**Written exercise**
Reproduce the passage in the Spark forum thread below from "Add, copy dummy" up to and including "possible for you...", word for word.

**Document excerpt**
[BEGIN]

Spark: Reading data frame from list of paths with

2020-04-20 06:48发布

问题:

I am trying to load dataframe from a list of paths in spark. If a file exists in all the mentioned paths then the code is working fine. If there is at least one path that is empty then it is throwing error.

This is my code:

val paths = List("path1", "path2")
val df = spark.read.json(paths: _*)

I looked at other options.

  1. Build a single regex string which contains all the paths.
  2. Building a list from the master list of paths by checking if spark can read or not.

.

for(path <- paths) {
  if(Try(spark.read.json(path)).isSuccess) {
    //add path to list
  }
}

The first approach won't work for my case because I can't create a regex out the paths I have to read. Second approach works but I feel it is going to degrade performance as it has to read from all the paths twice.

Please suggest an approach to solve this issue.

Note:

  1. All the paths are in hdfs
  2. Each path is itself a regex string which will read from multiple files

回答1:

As mentioned in the comments, you can use HDFS FileSystem API to get a list of paths that exist based on your regex (as long as it's a valid regex).

import org.apache.hadoop.fs._

val path = Array("path_prefix/folder1[2-8]/*", "path_prefix/folder2[2-8]/*")

val fs: FileSystem = FileSystem.get(sc.hadoopConfiguration)  // sc = SparkContext

val paths = path.flatMap(p => fs.globStatus(new Path(p)).map(_.getPath.toString))

This way even if, say, /path_prefix/folder13 is empty, it's contents will not get listed in the variable paths which will be a Array[String] containing all the available files in the regex.

Finally, you can do:

spark.read.json(paths : _*)


回答2:

Add, copy dummy file with 0 length to the directories in path list is a pragmatic techical work around that functionally equates to what you want to do. The empty dir problem I have encountered before and alleviated this way, may be not possible for you...

[END]

**Provided data**
[BEGIN]

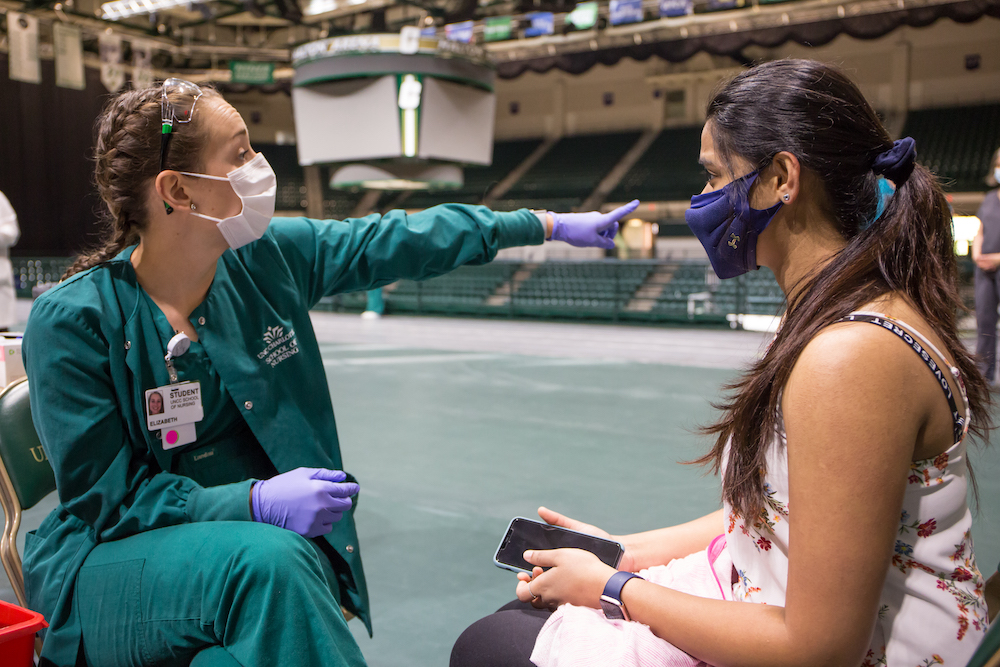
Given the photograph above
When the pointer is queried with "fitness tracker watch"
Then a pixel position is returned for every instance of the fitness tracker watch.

[END]

**Task output**
Add, copy dummy file with 0 length to the directories in path list is a pragmatic techical work around that functionally equates to what you want to do. The empty dir problem I have encountered before and alleviated this way, may be not possible for you...